ASSIGNED TASK> From the first line of the listing to the last, set down everything exactly, but skip the images.

───── SOURCE MATERIAL ─────

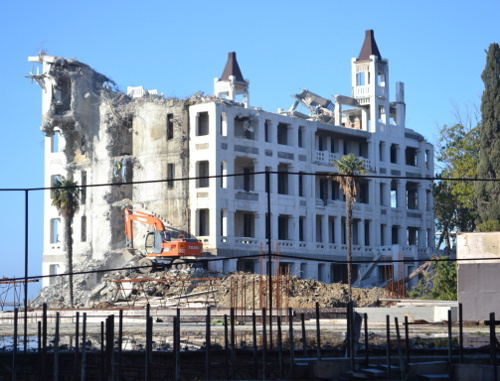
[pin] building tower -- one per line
(370, 76)
(231, 83)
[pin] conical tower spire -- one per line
(232, 68)
(232, 83)
(370, 47)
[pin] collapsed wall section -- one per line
(159, 146)
(95, 135)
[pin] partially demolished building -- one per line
(96, 134)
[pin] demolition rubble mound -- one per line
(129, 288)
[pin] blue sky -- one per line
(437, 48)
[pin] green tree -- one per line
(488, 192)
(455, 206)
(66, 198)
(348, 167)
(438, 283)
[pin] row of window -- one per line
(327, 189)
(327, 230)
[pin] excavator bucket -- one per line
(129, 254)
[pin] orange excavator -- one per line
(160, 250)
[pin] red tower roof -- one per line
(369, 48)
(232, 68)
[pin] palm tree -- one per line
(66, 198)
(348, 167)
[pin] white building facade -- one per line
(228, 146)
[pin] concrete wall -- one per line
(478, 287)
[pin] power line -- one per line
(276, 255)
(316, 174)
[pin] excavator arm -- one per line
(145, 218)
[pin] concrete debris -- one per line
(128, 288)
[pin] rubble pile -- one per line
(198, 286)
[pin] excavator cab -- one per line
(154, 241)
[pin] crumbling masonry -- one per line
(96, 134)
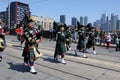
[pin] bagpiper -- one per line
(30, 52)
(81, 42)
(3, 31)
(68, 38)
(91, 40)
(60, 44)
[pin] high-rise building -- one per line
(114, 19)
(103, 19)
(107, 25)
(118, 25)
(62, 19)
(82, 20)
(74, 21)
(3, 16)
(85, 20)
(17, 12)
(97, 24)
(46, 23)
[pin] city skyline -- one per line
(51, 8)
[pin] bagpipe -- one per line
(24, 23)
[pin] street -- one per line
(103, 66)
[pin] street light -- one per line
(9, 13)
(8, 3)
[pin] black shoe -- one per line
(34, 72)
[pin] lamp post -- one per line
(8, 4)
(9, 13)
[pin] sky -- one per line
(71, 8)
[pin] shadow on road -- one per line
(51, 60)
(18, 67)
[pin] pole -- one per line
(9, 13)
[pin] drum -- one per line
(37, 53)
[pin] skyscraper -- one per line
(17, 12)
(62, 19)
(103, 21)
(81, 20)
(85, 20)
(103, 18)
(74, 21)
(4, 16)
(114, 19)
(118, 25)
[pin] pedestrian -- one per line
(30, 52)
(68, 39)
(102, 37)
(81, 42)
(117, 42)
(3, 31)
(91, 40)
(108, 40)
(60, 48)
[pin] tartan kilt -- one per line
(90, 43)
(60, 48)
(81, 45)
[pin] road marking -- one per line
(78, 58)
(85, 59)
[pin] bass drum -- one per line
(2, 44)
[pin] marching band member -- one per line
(30, 52)
(3, 31)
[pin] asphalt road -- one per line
(103, 66)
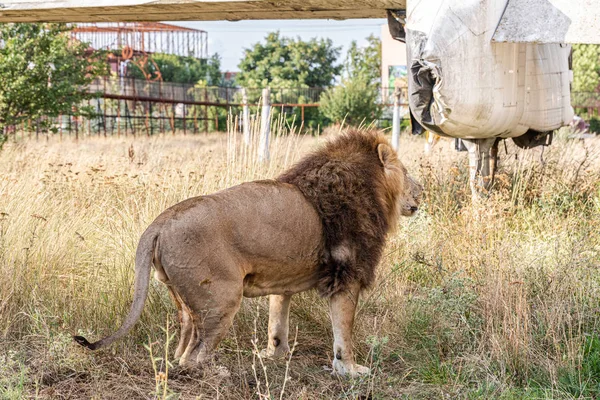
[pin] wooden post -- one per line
(265, 127)
(245, 117)
(119, 119)
(184, 121)
(396, 120)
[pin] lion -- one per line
(321, 225)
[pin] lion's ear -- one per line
(386, 155)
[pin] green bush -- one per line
(354, 101)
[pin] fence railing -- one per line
(168, 92)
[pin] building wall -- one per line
(393, 54)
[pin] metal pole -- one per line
(245, 117)
(265, 127)
(396, 120)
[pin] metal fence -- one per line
(168, 92)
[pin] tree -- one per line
(364, 61)
(42, 73)
(283, 62)
(178, 69)
(355, 100)
(586, 67)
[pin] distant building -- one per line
(393, 64)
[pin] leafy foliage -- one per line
(178, 69)
(355, 100)
(42, 72)
(289, 63)
(586, 67)
(364, 61)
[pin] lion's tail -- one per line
(143, 261)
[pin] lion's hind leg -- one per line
(279, 312)
(185, 322)
(342, 306)
(211, 309)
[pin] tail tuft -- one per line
(84, 342)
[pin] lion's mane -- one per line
(347, 184)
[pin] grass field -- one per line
(494, 301)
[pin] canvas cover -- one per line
(462, 84)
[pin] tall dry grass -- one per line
(494, 301)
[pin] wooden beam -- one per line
(182, 10)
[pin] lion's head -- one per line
(402, 192)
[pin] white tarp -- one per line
(461, 84)
(550, 21)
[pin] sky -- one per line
(229, 39)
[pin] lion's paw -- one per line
(275, 353)
(351, 370)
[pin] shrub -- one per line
(354, 101)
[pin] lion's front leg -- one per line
(279, 317)
(342, 307)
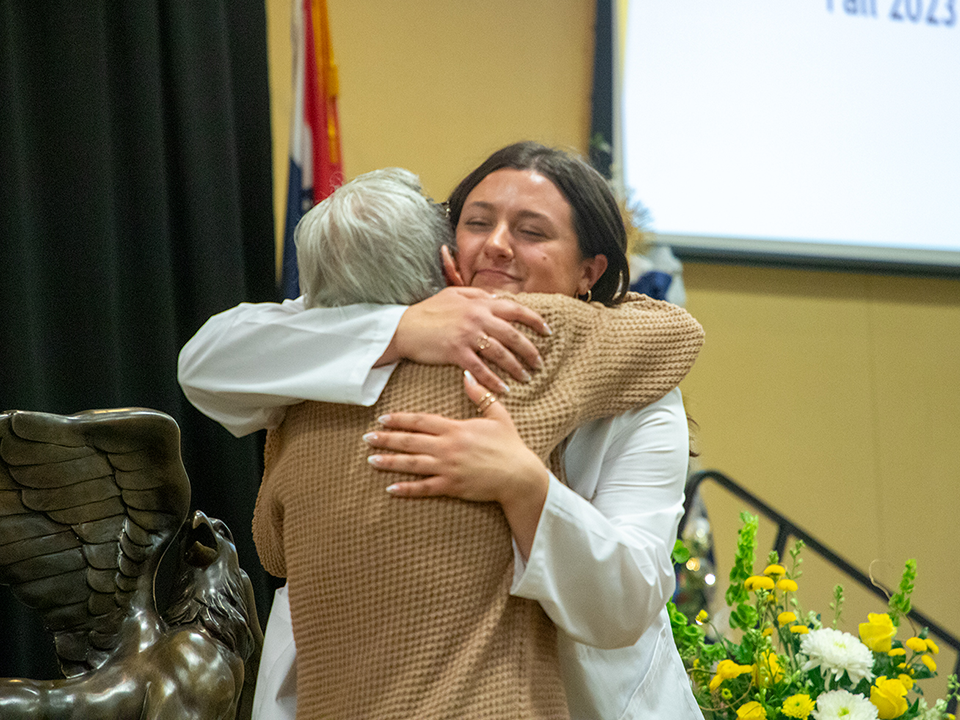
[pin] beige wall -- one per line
(436, 85)
(834, 396)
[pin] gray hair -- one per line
(376, 239)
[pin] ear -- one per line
(450, 271)
(591, 269)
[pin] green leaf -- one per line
(743, 560)
(680, 554)
(900, 601)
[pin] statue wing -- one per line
(88, 504)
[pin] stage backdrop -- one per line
(135, 202)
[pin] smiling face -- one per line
(515, 233)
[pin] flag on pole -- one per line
(316, 168)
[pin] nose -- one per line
(498, 243)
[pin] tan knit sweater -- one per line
(401, 608)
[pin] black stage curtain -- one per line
(135, 202)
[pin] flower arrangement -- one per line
(789, 665)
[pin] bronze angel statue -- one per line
(89, 503)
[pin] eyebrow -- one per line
(523, 214)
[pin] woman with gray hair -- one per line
(377, 239)
(591, 549)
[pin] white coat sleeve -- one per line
(600, 562)
(247, 364)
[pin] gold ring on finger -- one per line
(485, 402)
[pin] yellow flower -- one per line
(751, 711)
(798, 706)
(768, 670)
(727, 670)
(889, 697)
(758, 582)
(916, 644)
(785, 618)
(878, 633)
(786, 585)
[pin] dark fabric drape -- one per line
(135, 202)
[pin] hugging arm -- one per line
(247, 364)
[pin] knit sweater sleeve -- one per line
(603, 361)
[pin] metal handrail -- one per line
(787, 529)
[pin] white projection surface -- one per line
(825, 128)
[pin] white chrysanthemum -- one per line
(833, 652)
(843, 705)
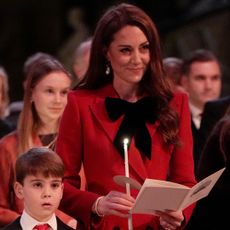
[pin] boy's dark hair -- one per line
(39, 160)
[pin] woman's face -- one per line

─────

EXERCISE SOLUTION>
[pin] building tower -- one per line
(370, 76)
(231, 83)
[pin] conical tower spire -- one per line
(232, 68)
(232, 83)
(370, 47)
[pin] collapsed wall section -- one per line
(159, 146)
(95, 135)
[pin] partially demolished building -- one per line
(96, 134)
[pin] demolition rubble mound -- one per line
(129, 288)
[pin] blue sky -- one per line
(437, 48)
[pin] green tree -- one per line
(488, 192)
(455, 206)
(66, 198)
(348, 167)
(438, 283)
[pin] row of window -- one per line
(327, 189)
(327, 230)
[pin] excavator bucket -- one per line
(129, 254)
[pin] orange excavator -- one per line
(160, 250)
[pin] red tower roof -- one per line
(369, 48)
(232, 68)
[pin] palm tree -- one per line
(66, 198)
(348, 167)
[pin] white building facade -- one per line
(228, 146)
[pin] concrete wall -- one per line
(478, 287)
[pin] power line -- one per line
(276, 255)
(316, 174)
[pin] excavator arm -- one per line
(145, 218)
[pin] concrete debris -- one per line
(128, 288)
[pin] rubble pile -- one per line
(198, 286)
[pin] excavator cab -- one per line
(154, 241)
[pin] crumbling masonry -- one per line
(96, 134)
[pin] bagpiper -- one per line
(30, 52)
(81, 42)
(3, 31)
(68, 38)
(91, 40)
(60, 44)
[pin] high-rise building -- one per line
(114, 19)
(103, 19)
(107, 25)
(118, 25)
(62, 19)
(82, 20)
(74, 21)
(3, 16)
(85, 20)
(17, 12)
(97, 24)
(46, 23)
[pin] city skyline -- one per line
(51, 8)
[pin] bagpipe -- one per line
(24, 23)
[pin] street -- one per line
(103, 66)
[pin] street light -- one per line
(9, 13)
(8, 3)
[pin] black shoe -- one per line
(34, 72)
[pin] lamp post -- one per line
(8, 4)
(9, 13)
[pin] sky -- one per line
(71, 8)
[pin] shadow on road -- one per line
(51, 60)
(18, 67)
[pin] pole -- one per line
(9, 13)
[pin] drum -- one per line
(37, 53)
[pin] skyscraper -- one per line
(17, 12)
(62, 19)
(103, 21)
(81, 20)
(85, 20)
(103, 18)
(74, 21)
(4, 16)
(114, 19)
(118, 25)
[pin] pedestrian -- one per line
(30, 52)
(68, 39)
(102, 37)
(81, 42)
(117, 42)
(3, 31)
(91, 40)
(108, 40)
(60, 48)
[pin] tartan kilt -- one per line
(90, 43)
(60, 48)
(81, 45)
[pin] road marking -- one per line
(78, 58)
(85, 59)
[pin] bass drum -- one per line
(2, 44)
[pin] marching band member -- one per line
(30, 52)
(3, 31)
[pin] asphalt road -- one per line
(103, 66)
[pin] wooden post -- one per line
(265, 127)
(245, 117)
(119, 119)
(184, 121)
(396, 120)
[pin] lion -- one per line
(321, 225)
[pin] lion's ear -- one per line
(386, 155)
[pin] green bush -- one per line
(354, 101)
[pin] fence railing -- one per line
(168, 92)
[pin] building wall -- one per line
(393, 54)
[pin] metal pole -- one per line
(245, 117)
(265, 127)
(396, 120)
[pin] metal fence -- one per line
(168, 92)
[pin] tree -- one per line
(364, 61)
(42, 73)
(283, 62)
(178, 69)
(355, 100)
(586, 67)
[pin] distant building -- one per line
(393, 64)
[pin] leafy foliage -- one per line
(178, 69)
(355, 100)
(42, 72)
(289, 63)
(586, 67)
(364, 61)
[pin] lion's tail -- one per line
(143, 261)
[pin] lion's hind leg -- one per line
(279, 312)
(185, 322)
(342, 306)
(211, 309)
[pin] tail tuft -- one per line
(84, 342)
[pin] lion's mane -- one per line
(347, 184)
[pin] grass field -- one per line
(494, 301)
[pin] canvas cover -- one per line
(462, 84)
[pin] tall dry grass -- one per line
(494, 301)
[pin] wooden beam -- one per line
(182, 10)
[pin] lion's head -- one per line
(402, 192)
[pin] white tarp -- one per line
(461, 84)
(550, 21)
[pin] sky -- one per line
(229, 39)
[pin] lion's paw -- one per line
(275, 353)
(351, 370)
[pin] shrub -- one per line
(354, 101)
[pin] lion's front leg -- one per line
(279, 317)
(342, 307)
[pin] beige wall -- one per line
(436, 85)
(834, 396)
[pin] gray hair -- one per line
(376, 239)
[pin] ear -- one per line
(450, 271)
(591, 269)
[pin] green leaf -- one per line
(743, 560)
(680, 554)
(900, 601)
[pin] statue wing -- one per line
(88, 504)
[pin] stage backdrop -- one per line
(135, 202)
[pin] smiling face -- one per line
(515, 233)
[pin] flag on pole -- one per line
(316, 168)
[pin] nose -- one per line
(498, 243)
[pin] tan knit sweater -- one per line
(401, 608)
[pin] black stage curtain -- one per line
(135, 202)
[pin] flower arrangement -- one per line
(789, 665)
[pin] bronze angel statue -- one per line
(89, 503)
[pin] eyebrow -- one per line
(523, 214)
[pin] woman with gray hair -- one per line
(377, 239)
(591, 549)
[pin] white coat sleeve -- one per line
(600, 562)
(247, 364)
[pin] gold ring on finger -- one per line
(485, 402)
[pin] yellow flower -- one per line
(751, 711)
(798, 706)
(768, 670)
(727, 670)
(889, 697)
(758, 582)
(916, 644)
(785, 618)
(878, 633)
(786, 585)
[pin] dark fabric drape -- one per line
(135, 202)
[pin] hugging arm -- one per line
(247, 364)
[pin] knit sweater sleeve -- one per line
(603, 361)
[pin] metal handrail -- one per line
(787, 529)
[pin] white projection surface -- one per line
(825, 128)
[pin] white chrysanthemum -- one per line
(833, 652)
(843, 705)
[pin] boy's dark hair -- one per line
(39, 160)
[pin] woman's face -- one per line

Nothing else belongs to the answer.